*** Source text ***

2. Will the changes to landfill tax help reduce how much excess soil and material is generated during construction projects?

No. The reforms are not designed to reduce waste generation and offer no mechanisms to support this outcome. In fact:

  • There are no provisions for incentivising design-stage waste minimization or material efficiency.

  • Taxation alone does not lead to reduction – it may push materials into landfill due to confusion or permit delays, or result in non-compliance through stockpiling or illegal activity.

  • The approach appears focused on revenue collection, not sustainable construction practices or design innovation.

3. How might the reforms affect the way projects are planned and procured? Will soil and waste management need to be considered earlier in the process?

Yes, but this change will be driven by risk mitigation rather than sustainability:

  • Developers and contractors will need to factor in waste classification, permit risks, and disposal costs from the outset.

  • Procurement strategies will be shaped by the need to avoid financial and regulatory pitfalls, possibly leading to more conservative designs that avoid soil movement altogether.

  • Brownfield schemes may be excluded from consideration if soils cannot be managed affordably and predictably.

  • The increased risk profile could lead to fewer bidders or inflated pricing to offset unknowns.

4. Could the landfill tax changes discourage investment in brownfield redevelopment compared with greenfield alternatives?

Yes, unequivocally. The proposed changes create strong disincentives for brownfield reuse:

  • Brownfield sites already carry higher costs for contamination, remediation, and complex planning. The reforms add disposal and tax costs, making greenfield alternatives more attractive.

  • If reuse of surplus soils is penalized or blocked due to lack of permits, the economic case for regeneration collapses.

  • This undermines national objectives including levelling-up, urban densification, and climate targets.

  • Low awareness among housing and infrastructure stakeholders suggests the reforms were developed without proper sector engagement.

5. Are the reforms likely to lead to more sustainable approaches to waste – such as greater reuse and on-site treatment – or could they have the opposite effect?

Not as currently proposed:

  • The reforms risk shutting down low-carbon reuse options such as direct application of soils and clays for quarry restoration or development platforms.

  • Innovation will be stifled if operators fear regulatory uncertainty, rejection of permits, or disproportionate tax liabilities.

*** End of Source text ***
*** Extracted material ***

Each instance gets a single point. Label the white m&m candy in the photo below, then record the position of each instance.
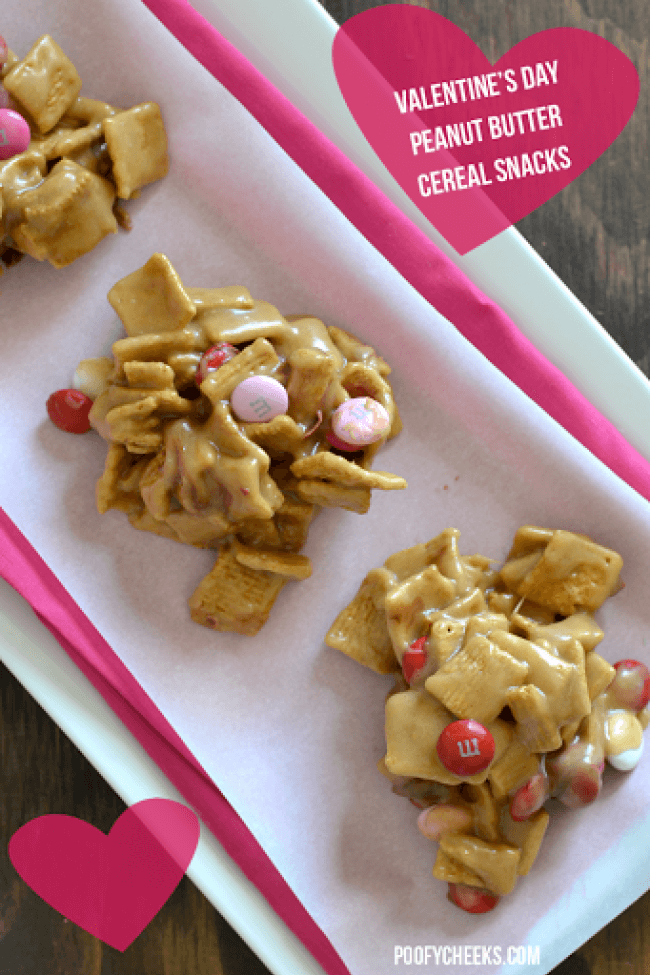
(258, 399)
(14, 133)
(360, 422)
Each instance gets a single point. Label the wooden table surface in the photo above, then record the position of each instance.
(595, 237)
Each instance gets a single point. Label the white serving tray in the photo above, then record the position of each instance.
(290, 40)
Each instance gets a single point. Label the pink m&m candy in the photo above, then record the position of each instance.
(631, 685)
(14, 133)
(465, 747)
(358, 423)
(258, 399)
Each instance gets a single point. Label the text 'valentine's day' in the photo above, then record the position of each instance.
(506, 125)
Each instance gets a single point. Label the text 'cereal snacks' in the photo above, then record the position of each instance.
(59, 193)
(501, 701)
(217, 411)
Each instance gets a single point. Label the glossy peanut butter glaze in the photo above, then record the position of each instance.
(59, 197)
(526, 669)
(183, 465)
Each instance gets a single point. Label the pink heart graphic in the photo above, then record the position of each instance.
(111, 886)
(475, 146)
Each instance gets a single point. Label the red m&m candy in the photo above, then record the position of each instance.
(214, 358)
(68, 410)
(474, 900)
(414, 659)
(465, 747)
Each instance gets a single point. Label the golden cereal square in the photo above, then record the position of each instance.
(599, 674)
(233, 598)
(453, 872)
(45, 83)
(538, 728)
(475, 682)
(515, 767)
(137, 145)
(152, 299)
(360, 629)
(572, 574)
(527, 836)
(66, 216)
(497, 864)
(414, 721)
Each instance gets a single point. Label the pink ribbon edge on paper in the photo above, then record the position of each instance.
(416, 258)
(23, 568)
(439, 281)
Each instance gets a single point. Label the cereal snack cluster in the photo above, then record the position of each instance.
(500, 700)
(65, 160)
(219, 414)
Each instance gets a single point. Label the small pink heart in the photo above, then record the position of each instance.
(111, 886)
(408, 76)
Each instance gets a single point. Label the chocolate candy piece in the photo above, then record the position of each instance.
(213, 358)
(414, 659)
(68, 410)
(529, 798)
(631, 686)
(360, 422)
(474, 900)
(14, 133)
(465, 747)
(259, 399)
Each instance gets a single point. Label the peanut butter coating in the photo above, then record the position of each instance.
(58, 199)
(183, 465)
(496, 651)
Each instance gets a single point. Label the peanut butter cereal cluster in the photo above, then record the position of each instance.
(65, 160)
(230, 427)
(500, 700)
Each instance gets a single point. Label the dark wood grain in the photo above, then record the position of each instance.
(595, 237)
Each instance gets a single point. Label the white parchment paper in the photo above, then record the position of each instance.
(290, 730)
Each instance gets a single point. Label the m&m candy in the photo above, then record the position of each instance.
(14, 133)
(474, 900)
(259, 399)
(414, 659)
(214, 358)
(68, 410)
(631, 685)
(465, 747)
(357, 423)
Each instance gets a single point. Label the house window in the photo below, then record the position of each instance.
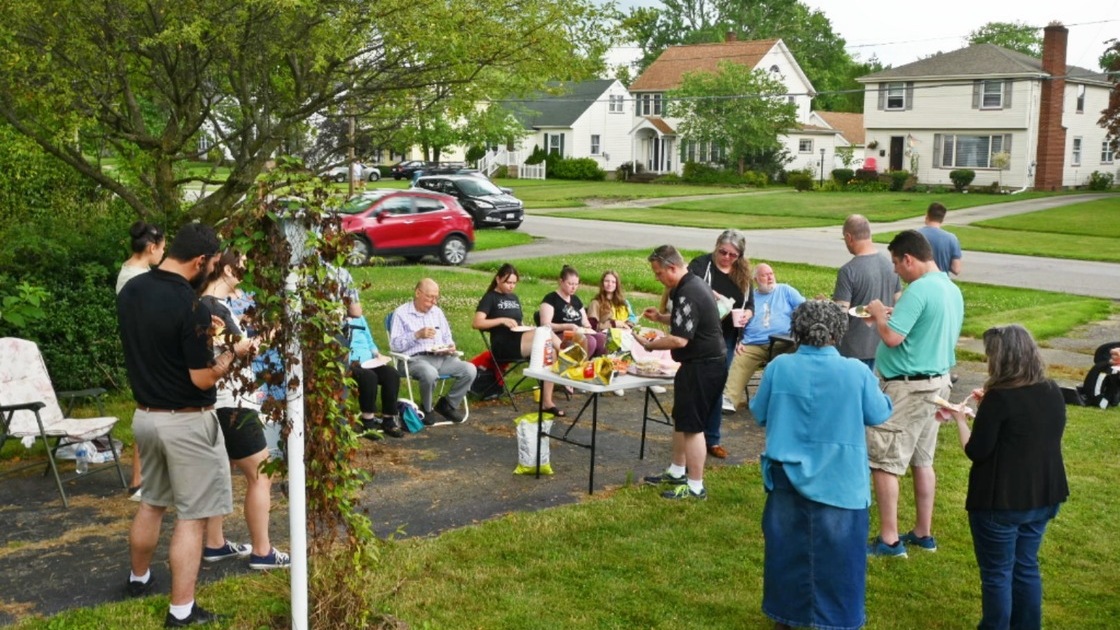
(971, 151)
(554, 144)
(896, 95)
(992, 95)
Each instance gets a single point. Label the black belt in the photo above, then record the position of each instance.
(913, 378)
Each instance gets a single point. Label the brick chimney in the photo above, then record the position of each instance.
(1051, 157)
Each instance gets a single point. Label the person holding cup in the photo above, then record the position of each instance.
(727, 271)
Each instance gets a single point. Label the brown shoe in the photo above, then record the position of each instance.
(717, 451)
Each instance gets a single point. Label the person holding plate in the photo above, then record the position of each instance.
(814, 405)
(420, 330)
(563, 313)
(500, 313)
(1017, 481)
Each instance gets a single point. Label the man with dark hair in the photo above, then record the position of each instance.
(917, 349)
(866, 277)
(696, 340)
(946, 247)
(173, 371)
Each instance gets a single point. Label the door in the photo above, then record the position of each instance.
(897, 150)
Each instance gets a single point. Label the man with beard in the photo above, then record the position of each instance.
(774, 306)
(165, 334)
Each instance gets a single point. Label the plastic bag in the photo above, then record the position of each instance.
(526, 444)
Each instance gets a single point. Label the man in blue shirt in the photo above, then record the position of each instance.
(946, 247)
(774, 304)
(918, 348)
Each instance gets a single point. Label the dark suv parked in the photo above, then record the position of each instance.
(487, 204)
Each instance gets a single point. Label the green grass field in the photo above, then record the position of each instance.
(1084, 231)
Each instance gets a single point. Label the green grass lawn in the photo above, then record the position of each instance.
(626, 558)
(1084, 231)
(784, 207)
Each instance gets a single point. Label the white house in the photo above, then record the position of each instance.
(577, 120)
(961, 109)
(659, 148)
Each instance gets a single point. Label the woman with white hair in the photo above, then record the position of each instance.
(814, 405)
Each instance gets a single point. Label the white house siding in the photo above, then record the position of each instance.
(1084, 126)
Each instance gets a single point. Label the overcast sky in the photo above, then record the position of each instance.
(901, 34)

*** End of Extracted material ***

** Work to complete **
Please rewrite the paragraph in the landfill tax text that begins "Brownfield sites already carry" as a single shorter sentence, keeping its main facts.

** Expected answer **
The reforms add disposal and tax costs to brownfield sites' already higher contamination, remediation, and planning costs, making greenfield alternatives more attractive.